▶ _EXERCISE SET_:
A. In the discussion of Optimizely's pivot to enterprise, what happened to retention once Optimizely began acquiring enterprise customers?
B. Carry on the discussion of Optimizely's pivot to enterprise, picking up after its final comment.

▶ _READING TEXT_:

[BEGIN]

Is it not the case that these startups begin developer-facing, get market traction, are lavishly funded, and then discover that the self-service offering they've built simply can't satisfy the projections they've made to justify their valuation?

Which is to say: would Optimizely be doing much better if they hadn't pivoted into enterprise hell? Or would they be a much smaller company?

I see why customers would have a strong preference! But it's less clear to me what the right decision for the business is. But I'm just asking!

8 comments

It's possible to do both. At Twilio we started as a self-service, developer-focused company. Today we have many large enterprise customers (and spend a lot of effort to court those kinds of customers), but we still have a huge number of small developers, and one-person hobby shops can and do still easily set themselves up to use our platform. We have added some enterprise-only features, which I sometimes have mixed feelings about, but everything that's traditionally been available to non-enterprises is still available to anyone with a credit card.

I completely agree with you on (at least in terms of Twilio's experience):

> would Optimizely be doing much better if they hadn't pivoted into enterprise hell? Or would they be a much smaller company?

We were definitely going to hit a ceiling if we didn't add enterprise features and work on getting all the various certifications that large companies will require to even start talking to you, and build a sales force that knew how to sell to larger companies. If we hadn't done all that, we'd be a much smaller company today, and likely a competitor would have done it instead and eaten our lunch.

> It's possible to do both.

I think the more interesting question is: can you always do both?

I agree in a general sense, as there are a lot of excellent examples in the wild at this point (of companies consciously maintaining their developer base), such as Cloudflare, Fastly, Stripe, DigitalOcean, Twilio, GitHub and so on.

It may be a case where it's much easier for some types of services than for others.

It's probably true that you can't always do both, but I'm not seeing how it wouldn't be possible with something like Optimizely.
I worked at Optimizely for 4 years and can tell you that pivoting to Enterprise has been one of the best company decisions.

One of the important distinctions between Optimizely and most developer-first platforms is that experimentation is a hard practice to pick up. Most companies have difficulties getting their programs off the ground and keeping them funded, let alone grow or scale them. Small digital businesses struggle more for several reasons: 1) they have few resources, so teams are understaffed and resources are pulled easily, 2) they have little money, so the percentage uplifts are rarely motivating, 3) they have little traffic, so it is harder to get a statistically significant measure in their experiments

Because of these issues, Optimizely always had really poor retention in the SMB space. Nonetheless, the SMB customers helped Optimizely build up a brand name, build up legions of practitioners, and get the skills and experience to go after the Enterprise market. When Optimizely started acquiring enterprise customers, retention improved substantially.

This isn't to say that there aren't lots of problems with Enterprise sales and that Optimizely didn't make tons of cultural mistakes in that pivot. But on the core financials, Enterprise kept Optimizely afloat. The problem wasn't the pivot to enterprise, but the trade-offs that were mismanaged along the way. The path to enterprise was inevitable and correct.

First off, love the username :-).

You argue that pivoting from self-serve to enterprise was one of the company's best decisions. If that were true, Optimizely would be considerably more valuable now than it was four years ago, which is manifestly not the case.

[END]

▶ _RECORDED DATA_:
[BEGIN]

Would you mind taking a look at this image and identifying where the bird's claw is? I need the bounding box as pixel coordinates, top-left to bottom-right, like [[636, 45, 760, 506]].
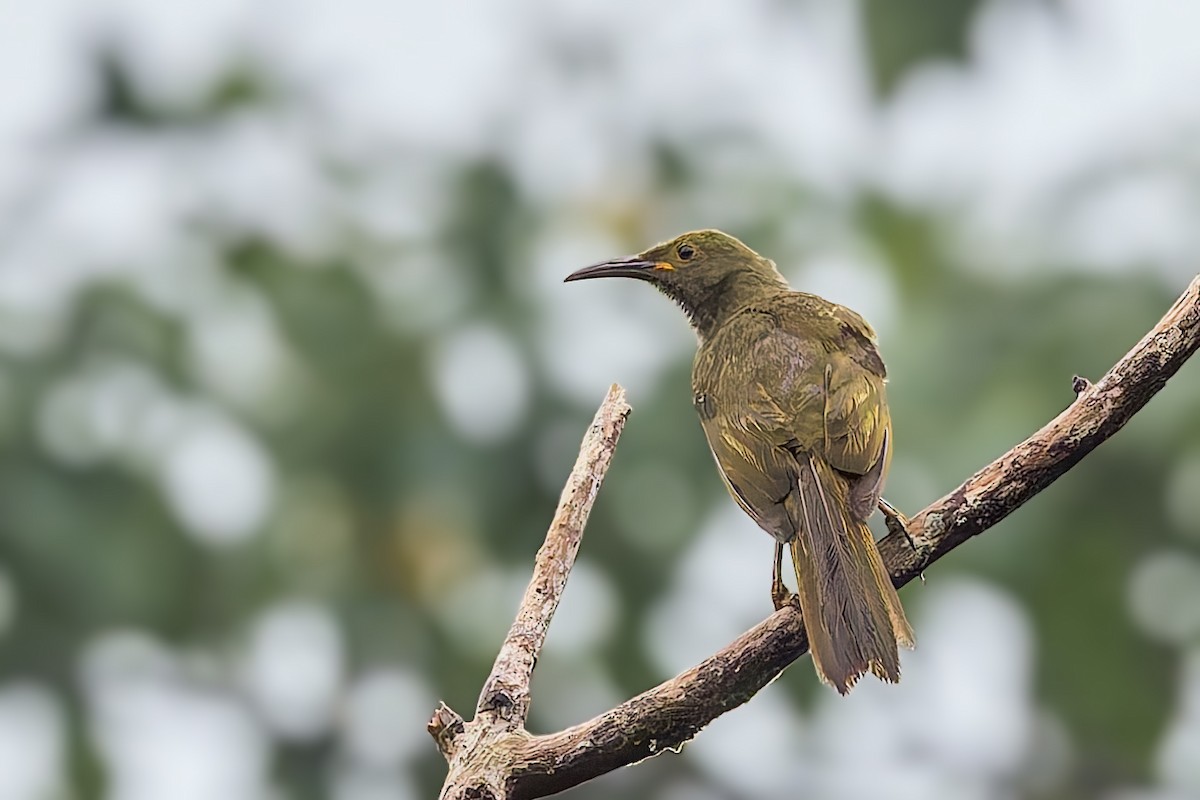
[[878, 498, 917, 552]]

[END]

▶ _FINAL RESULTS_:
A. It improved substantially.

B.
Moreover, if the self serve model was indeed fatally flawed, then it would not be possible for anyone to build a profitable business serving this segment. However, a competitor, VWO, showed that it is possible to build a large, profitable business using this model.

Finally, let's say my prior two arguments are wrong, and the unit economics of the self serve business were fundamentally flawed--an assertion I challenge--the self serve business would still have been useful as a source for attracting future enterprise customers. When Optimizely cut the self serve plans, it also killed its largest source of enterprise deals.

Are you suggesting that revenues fell after bailing on SMB. That is hard to imagine, but I guess possible. Given that the core of the industry is about asking counterfactual questions, I would think the appropriate question would be 'would they be more valuable now if they had not gone to the enterprise - would they even have the deal they did wind up getting?'rather than are they more valuable now then they were 4 years ago. Hard to know, but my guess is that they wouldn't. A simple web editor with a random number generator isn't going to be of interest to anyone looking to buy. The larger problem is that statistical inference is hard - it just is. And, unlike analytics, where you are just placing sensors into an existing system, here you need to also place actuators, so implementation is much more complicated. That means that at any scale, both the marketing team, and the dev/IT teams need to be involved for anyone to get value and not wind up breaking systems all the time. Software like theirs, and ours, isn't magic, and without good editorial and hard work by the client, the entire exercise is more statistical theater than science. And that material fact was always in conflict with the rhetoric that they make AB Testing easy for everyone. It lends itself to a particular type of solutionism that VCs and the larger industry are prone to be seduced by. Self service to SMB clients might be a profitable biz, but perhaps not enough to service such a large amount of venture funding. FWIW VWO also tries compete at the enterprise.
Richard, I appreciate your theoretical arguments. Consider me the applied physicist who has actually seen the data. :)

On the valuation. Optimizely's pre-exit valuation rose in every VC round since changing the focus of the business from SMB (Series B) to Mid-Market (Series C) to Enterprise (Series D). The valuation of the exit took a hit for reasons that were not the enterprise focus. I could say more here, but consciously choose not to.

The self-serve model at Optimizely was certainly flawed. If VWO was able to build it profitably, that's likely because their labor costs, being based in India, are substantially lower than Optimizely's. Keeping a legion of engineers funded in SF has very different unit economics than keeping engineers funded in India.

Now on your last argument, that self-serve customers could acquire enterprise accounts, I certainly agree. If that strategy were better executed, it could have created a valuable pipeline. But the self-serve to enterprise funnel was sorely lacking, and when self-serve was cancelled, the business benefited financially and migrated everyone to the new pricing model for substantial success.

Its easy to look at Optimizely's final fortunes and link that to the enterprise approach, and I won't argue they're completely unrelated, but there were very different factors that caused Optimizely to fold into EPi's acquisition spree.

Thanks for making these points. They seem less hyperbolic and more grounded than your earlier claim ("it was one of optimizely's best decisions") and I appreciate that change in tone.

You characterize my arguments as theoretical, but they are empirical. Optimizely's valuation didn't increase after the decision to kill self serve was made, and VWO was able to build a successful business without killing self serve.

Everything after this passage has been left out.